## RECORDS FOR THIS EXERCISE
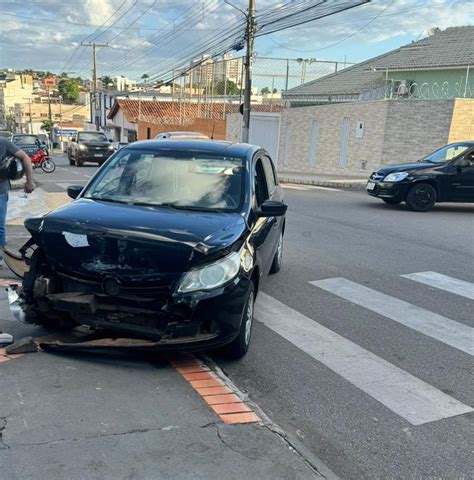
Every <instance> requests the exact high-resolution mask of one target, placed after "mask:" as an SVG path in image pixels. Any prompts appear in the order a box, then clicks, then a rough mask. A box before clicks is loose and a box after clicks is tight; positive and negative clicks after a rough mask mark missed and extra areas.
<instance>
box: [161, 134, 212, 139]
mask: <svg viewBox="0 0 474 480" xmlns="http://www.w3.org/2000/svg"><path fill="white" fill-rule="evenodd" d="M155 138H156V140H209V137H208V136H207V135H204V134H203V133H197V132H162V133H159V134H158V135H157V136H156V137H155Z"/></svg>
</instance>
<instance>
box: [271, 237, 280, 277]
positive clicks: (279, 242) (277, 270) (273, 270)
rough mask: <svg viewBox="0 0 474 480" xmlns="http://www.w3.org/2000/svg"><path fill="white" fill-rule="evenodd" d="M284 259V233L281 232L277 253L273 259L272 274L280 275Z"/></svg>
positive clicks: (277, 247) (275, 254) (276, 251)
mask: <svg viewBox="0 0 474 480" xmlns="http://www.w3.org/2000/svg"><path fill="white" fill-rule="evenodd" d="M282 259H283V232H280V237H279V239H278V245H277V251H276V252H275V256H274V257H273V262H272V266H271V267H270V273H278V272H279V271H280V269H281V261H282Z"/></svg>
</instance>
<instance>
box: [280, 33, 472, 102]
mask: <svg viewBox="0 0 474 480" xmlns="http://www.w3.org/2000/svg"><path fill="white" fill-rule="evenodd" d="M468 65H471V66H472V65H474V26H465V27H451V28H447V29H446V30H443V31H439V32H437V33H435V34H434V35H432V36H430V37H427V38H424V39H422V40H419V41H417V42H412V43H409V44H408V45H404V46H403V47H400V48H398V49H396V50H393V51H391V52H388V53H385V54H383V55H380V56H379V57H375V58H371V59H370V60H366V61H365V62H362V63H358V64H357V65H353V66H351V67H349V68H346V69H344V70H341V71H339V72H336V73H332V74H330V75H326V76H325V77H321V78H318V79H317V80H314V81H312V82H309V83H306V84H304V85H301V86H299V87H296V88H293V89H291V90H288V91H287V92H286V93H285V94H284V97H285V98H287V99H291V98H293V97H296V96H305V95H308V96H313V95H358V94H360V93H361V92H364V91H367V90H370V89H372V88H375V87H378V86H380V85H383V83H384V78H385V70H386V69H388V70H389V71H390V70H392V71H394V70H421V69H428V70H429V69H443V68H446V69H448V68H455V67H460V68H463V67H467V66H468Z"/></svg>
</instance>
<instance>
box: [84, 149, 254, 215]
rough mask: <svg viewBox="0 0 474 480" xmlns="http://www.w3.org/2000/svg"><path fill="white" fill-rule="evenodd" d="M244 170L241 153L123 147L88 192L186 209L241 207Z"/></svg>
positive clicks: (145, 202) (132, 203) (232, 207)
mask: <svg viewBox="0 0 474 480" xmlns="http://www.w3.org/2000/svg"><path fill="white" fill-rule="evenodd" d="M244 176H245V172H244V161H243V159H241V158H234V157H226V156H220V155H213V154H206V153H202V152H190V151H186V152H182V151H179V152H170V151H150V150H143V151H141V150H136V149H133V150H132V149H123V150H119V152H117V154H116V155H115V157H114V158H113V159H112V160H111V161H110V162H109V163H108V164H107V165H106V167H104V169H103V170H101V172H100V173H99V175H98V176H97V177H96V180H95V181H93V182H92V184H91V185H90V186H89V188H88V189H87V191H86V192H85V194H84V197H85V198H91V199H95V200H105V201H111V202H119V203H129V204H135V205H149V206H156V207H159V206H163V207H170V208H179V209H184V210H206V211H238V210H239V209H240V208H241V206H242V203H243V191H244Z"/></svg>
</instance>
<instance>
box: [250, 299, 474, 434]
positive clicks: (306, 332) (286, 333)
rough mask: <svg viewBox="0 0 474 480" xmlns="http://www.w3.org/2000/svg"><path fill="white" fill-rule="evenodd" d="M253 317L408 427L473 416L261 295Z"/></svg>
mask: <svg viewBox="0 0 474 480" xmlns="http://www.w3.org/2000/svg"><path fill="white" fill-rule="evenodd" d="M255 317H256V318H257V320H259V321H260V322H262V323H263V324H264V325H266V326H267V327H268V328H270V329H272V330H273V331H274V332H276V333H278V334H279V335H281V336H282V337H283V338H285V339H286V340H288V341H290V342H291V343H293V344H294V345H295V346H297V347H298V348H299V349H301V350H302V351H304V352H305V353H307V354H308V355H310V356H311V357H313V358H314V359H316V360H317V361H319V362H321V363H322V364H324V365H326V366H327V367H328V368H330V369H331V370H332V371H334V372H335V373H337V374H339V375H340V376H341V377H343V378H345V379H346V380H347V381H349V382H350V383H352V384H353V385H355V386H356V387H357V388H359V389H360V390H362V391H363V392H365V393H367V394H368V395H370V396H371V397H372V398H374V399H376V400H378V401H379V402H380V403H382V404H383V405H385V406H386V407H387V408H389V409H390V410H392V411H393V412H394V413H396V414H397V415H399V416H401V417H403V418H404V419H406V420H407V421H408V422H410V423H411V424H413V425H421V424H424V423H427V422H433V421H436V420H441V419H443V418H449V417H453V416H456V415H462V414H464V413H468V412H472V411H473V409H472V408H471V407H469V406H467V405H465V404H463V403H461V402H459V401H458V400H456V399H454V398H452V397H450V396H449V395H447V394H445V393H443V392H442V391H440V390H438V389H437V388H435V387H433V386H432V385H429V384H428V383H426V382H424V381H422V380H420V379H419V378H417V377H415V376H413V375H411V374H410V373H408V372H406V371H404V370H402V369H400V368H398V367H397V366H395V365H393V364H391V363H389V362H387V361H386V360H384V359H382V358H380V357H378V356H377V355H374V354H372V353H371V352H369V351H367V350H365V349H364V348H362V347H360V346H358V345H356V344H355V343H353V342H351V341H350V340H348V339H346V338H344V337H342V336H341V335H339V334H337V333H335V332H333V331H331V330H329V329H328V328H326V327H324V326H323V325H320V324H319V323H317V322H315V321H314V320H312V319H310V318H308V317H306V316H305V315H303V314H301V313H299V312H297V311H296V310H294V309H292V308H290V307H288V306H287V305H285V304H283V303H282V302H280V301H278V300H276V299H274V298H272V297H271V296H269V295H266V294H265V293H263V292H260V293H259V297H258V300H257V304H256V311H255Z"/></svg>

==

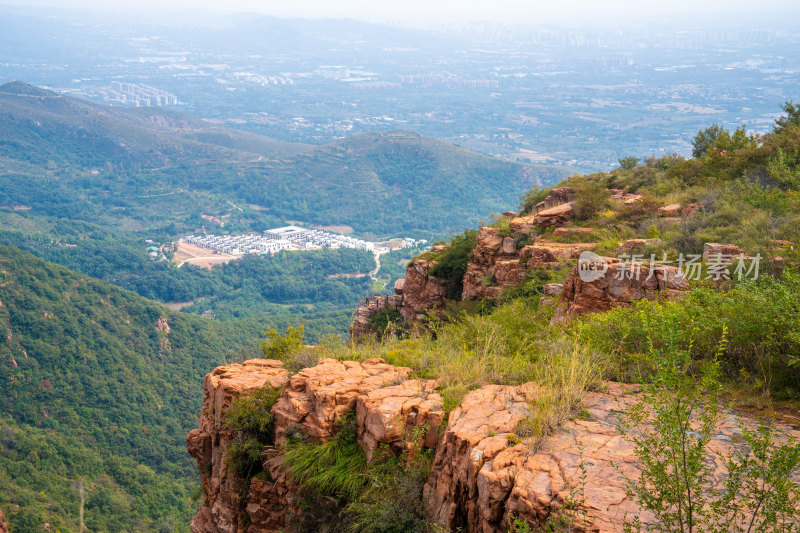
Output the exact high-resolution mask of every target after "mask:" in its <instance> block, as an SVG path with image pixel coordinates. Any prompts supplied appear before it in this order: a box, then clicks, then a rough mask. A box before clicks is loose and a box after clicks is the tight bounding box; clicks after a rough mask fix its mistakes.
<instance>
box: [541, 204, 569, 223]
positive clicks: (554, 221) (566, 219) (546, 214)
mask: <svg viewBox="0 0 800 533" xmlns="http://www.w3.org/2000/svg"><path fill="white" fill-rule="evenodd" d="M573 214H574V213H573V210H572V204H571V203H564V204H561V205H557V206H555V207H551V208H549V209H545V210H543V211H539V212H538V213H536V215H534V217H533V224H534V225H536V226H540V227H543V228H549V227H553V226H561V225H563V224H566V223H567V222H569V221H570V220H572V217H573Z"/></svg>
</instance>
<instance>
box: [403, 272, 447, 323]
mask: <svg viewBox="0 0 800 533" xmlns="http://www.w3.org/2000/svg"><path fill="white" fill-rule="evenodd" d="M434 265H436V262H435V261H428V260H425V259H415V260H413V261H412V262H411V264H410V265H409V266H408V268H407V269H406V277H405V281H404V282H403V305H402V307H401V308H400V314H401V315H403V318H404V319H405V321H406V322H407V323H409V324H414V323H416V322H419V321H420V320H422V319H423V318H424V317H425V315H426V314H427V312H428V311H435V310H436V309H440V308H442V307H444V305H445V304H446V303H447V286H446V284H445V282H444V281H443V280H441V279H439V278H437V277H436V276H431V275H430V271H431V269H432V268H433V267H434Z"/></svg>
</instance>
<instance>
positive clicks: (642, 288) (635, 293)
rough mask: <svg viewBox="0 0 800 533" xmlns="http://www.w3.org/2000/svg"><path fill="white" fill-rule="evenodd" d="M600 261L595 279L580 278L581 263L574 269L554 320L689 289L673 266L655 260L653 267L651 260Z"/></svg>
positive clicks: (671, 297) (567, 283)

## DIRECTIVE
Reproduce only the lines starting with the one that contains "Every <instance> requests" and going on through the one that contains "box: [161, 134, 212, 139]", with "rough mask" renamed to "coarse mask" and nothing else altered.

## YOUR RESPONSE
Every <instance> requests the exact high-resolution mask of one target, placed after "mask:" as an SVG path in image pixels. Any prompts appear in the order a box, then clicks, then a coarse mask. A box before clicks is loose and a box after clicks is tight; positive and negative clicks after a coarse mask mark missed and extra areas.
<instance>
box: [161, 134, 212, 139]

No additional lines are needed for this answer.